Excerpt:
5 New Exhibitions Extend the Miami Magic
Yes, the season’s dozens of art fairs in Miami have packed up their many wares. But the city still has a raft of art options, since the local museums and private collections time their big exhibitions to open with fair week and generally keep them on view for months.
The granddaddy of the area’s private collections (and one of the country’s biggest and best, period) is Rubell Family Collection . Founders Don and Mera Rubell, who now collect with their children, Jason and Jennifer, are celebrating with the show “To Have and To Hold: 50 Years of Marriage and Collecting Contemporary Art.” What’s remarkable is the prescience of the couple, who saw the talent in artists like Cindy Sherman, Jean-Michel Basquiat and Richard Prince before most others.
“I think it’s going to show a commitment to a lot of young, early work of great artists, and there are some directions the collection went that people don’t know about,” says Jason Rubell, a hotel executive. He helped organize six solo shows of contemporary artists on the foundation’s ground floor that also shouldn’t be missed.
And, of course, architecture and design fans are flocking to “One Way: Peter Marino,” at the Bass Museum of Art . More than just a show of the celebrated architect’s own designs, it’s a look Marino’s much vaunted sense of personal style and sensibility, including artworks he has commissioned.

Data extracts:
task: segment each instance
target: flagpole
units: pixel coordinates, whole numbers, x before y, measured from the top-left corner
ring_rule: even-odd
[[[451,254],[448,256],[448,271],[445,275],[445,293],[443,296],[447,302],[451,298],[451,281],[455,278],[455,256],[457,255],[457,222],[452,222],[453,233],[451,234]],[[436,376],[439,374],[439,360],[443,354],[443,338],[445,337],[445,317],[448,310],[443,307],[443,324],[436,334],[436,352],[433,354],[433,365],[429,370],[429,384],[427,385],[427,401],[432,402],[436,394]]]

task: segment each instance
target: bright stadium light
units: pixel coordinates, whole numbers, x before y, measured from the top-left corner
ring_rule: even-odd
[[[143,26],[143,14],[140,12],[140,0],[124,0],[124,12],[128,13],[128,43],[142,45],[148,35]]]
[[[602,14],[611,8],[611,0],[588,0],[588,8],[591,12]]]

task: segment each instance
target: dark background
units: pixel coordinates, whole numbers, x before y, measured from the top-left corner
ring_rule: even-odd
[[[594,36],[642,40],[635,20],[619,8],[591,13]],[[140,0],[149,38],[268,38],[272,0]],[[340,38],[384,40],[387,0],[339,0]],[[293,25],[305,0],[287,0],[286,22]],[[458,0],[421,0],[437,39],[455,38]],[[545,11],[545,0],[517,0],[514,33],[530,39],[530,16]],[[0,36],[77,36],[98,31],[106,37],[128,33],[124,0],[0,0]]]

Exercise prompt:
Retype the stretch of the Miami exhibitions article from "The granddaddy of" through "before most others.".

Exercise output:
The granddaddy of the area’s private collections (and one of the country’s biggest and best, period) is Rubell Family Collection . Founders Don and Mera Rubell, who now collect with their children, Jason and Jennifer, are celebrating with the show “To Have and To Hold: 50 Years of Marriage and Collecting Contemporary Art.” What’s remarkable is the prescience of the couple, who saw the talent in artists like Cindy Sherman, Jean-Michel Basquiat and Richard Prince before most others.